>> begin Supplied text
Note: Since IPO data is from July 22, 1994. All data is through September 21, 2020. Proxy Apartment Peers defined as AvalonBay Communities, Inc. (AVB), Camden Property Trust (CPT), Essex Property Trust (ESS), Equity Residential (EQR), Mid-America Apartment Communities, Inc. (MAA), and UDR, Inc. (UDR) as disclosed in the Company’s Proxy Statement filed with the SEC on March 11, 2020.

 

AIV has persistently traded at a substantial discount to its own NAV estimate as well as sell-side estimates of NAV. In fact, over the prior five years, AIV has never traded at or above estimated NAV while Proxy Apartment Peers have routinely traded in-line with, or at premiums to, their real estate value.

 

Given management’s and the Board’s track record of poor performance, together with our concerns regarding the proposed spin-off, we believe it is critical for stockholders in this case to have the right to review and approve such a material transaction that takes place prior to the 2021 Annual Meeting, at which time stockholders will have an opportunity to elect directors whom they believe represent their best interests. While we understand that neither (i) the calling of the special meeting nor (ii) the approval of the non-binding resolution by stockholders at the special meeting would prohibit the Board from proceeding with the proposed spin-off, we nevertheless believe stockholders deserve to have their voices heard on this very important issue.
>> end Supplied text
- Given instruction -
Quote the passage about AIV in full, word for word. The material that follows has no connection to the passage about AIV.
>> begin Dataset
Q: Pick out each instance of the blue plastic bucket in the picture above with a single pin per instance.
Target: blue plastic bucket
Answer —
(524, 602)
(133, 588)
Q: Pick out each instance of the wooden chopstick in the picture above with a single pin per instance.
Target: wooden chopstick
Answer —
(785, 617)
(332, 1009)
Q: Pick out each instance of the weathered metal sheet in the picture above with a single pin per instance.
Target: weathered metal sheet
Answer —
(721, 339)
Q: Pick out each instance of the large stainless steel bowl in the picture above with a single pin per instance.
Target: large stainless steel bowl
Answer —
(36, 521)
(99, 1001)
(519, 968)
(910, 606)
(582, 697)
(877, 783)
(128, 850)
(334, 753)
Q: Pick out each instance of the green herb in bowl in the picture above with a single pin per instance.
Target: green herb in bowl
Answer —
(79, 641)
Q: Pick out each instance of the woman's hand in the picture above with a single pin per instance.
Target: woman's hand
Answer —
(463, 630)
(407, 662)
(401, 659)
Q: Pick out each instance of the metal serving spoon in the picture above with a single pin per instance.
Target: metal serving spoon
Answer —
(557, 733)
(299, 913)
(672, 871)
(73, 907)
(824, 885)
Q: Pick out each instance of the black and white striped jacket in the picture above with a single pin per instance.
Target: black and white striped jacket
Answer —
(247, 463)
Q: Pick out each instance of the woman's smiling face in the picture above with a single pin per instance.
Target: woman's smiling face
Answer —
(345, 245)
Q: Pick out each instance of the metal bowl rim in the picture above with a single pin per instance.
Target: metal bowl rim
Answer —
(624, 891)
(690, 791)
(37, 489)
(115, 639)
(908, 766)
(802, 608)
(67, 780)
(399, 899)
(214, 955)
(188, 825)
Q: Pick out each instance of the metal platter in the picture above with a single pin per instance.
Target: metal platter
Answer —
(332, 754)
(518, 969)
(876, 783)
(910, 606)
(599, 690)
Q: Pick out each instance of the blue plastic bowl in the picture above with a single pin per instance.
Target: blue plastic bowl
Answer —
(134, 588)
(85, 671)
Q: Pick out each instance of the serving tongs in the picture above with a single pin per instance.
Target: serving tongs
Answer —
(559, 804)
>> end Dataset
- Exercise response -
Note: Since IPO data is from July 22, 1994. All data is through September 21, 2020. Proxy Apartment Peers defined as AvalonBay Communities, Inc. (AVB), Camden Property Trust (CPT), Essex Property Trust (ESS), Equity Residential (EQR), Mid-America Apartment Communities, Inc. (MAA), and UDR, Inc. (UDR) as disclosed in the Company’s Proxy Statement filed with the SEC on March 11, 2020.

 

AIV has persistently traded at a substantial discount to its own NAV estimate as well as sell-side estimates of NAV. In fact, over the prior five years, AIV has never traded at or above estimated NAV while Proxy Apartment Peers have routinely traded in-line with, or at premiums to, their real estate value.

 

Given management’s and the Board’s track record of poor performance, together with our concerns regarding the proposed spin-off, we believe it is critical for stockholders in this case to have the right to review and approve such a material transaction that takes place prior to the 2021 Annual Meeting, at which time stockholders will have an opportunity to elect directors whom they believe represent their best interests. While we understand that neither (i) the calling of the special meeting nor (ii) the approval of the non-binding resolution by stockholders at the special meeting would prohibit the Board from proceeding with the proposed spin-off, we nevertheless believe stockholders deserve to have their voices heard on this very important issue.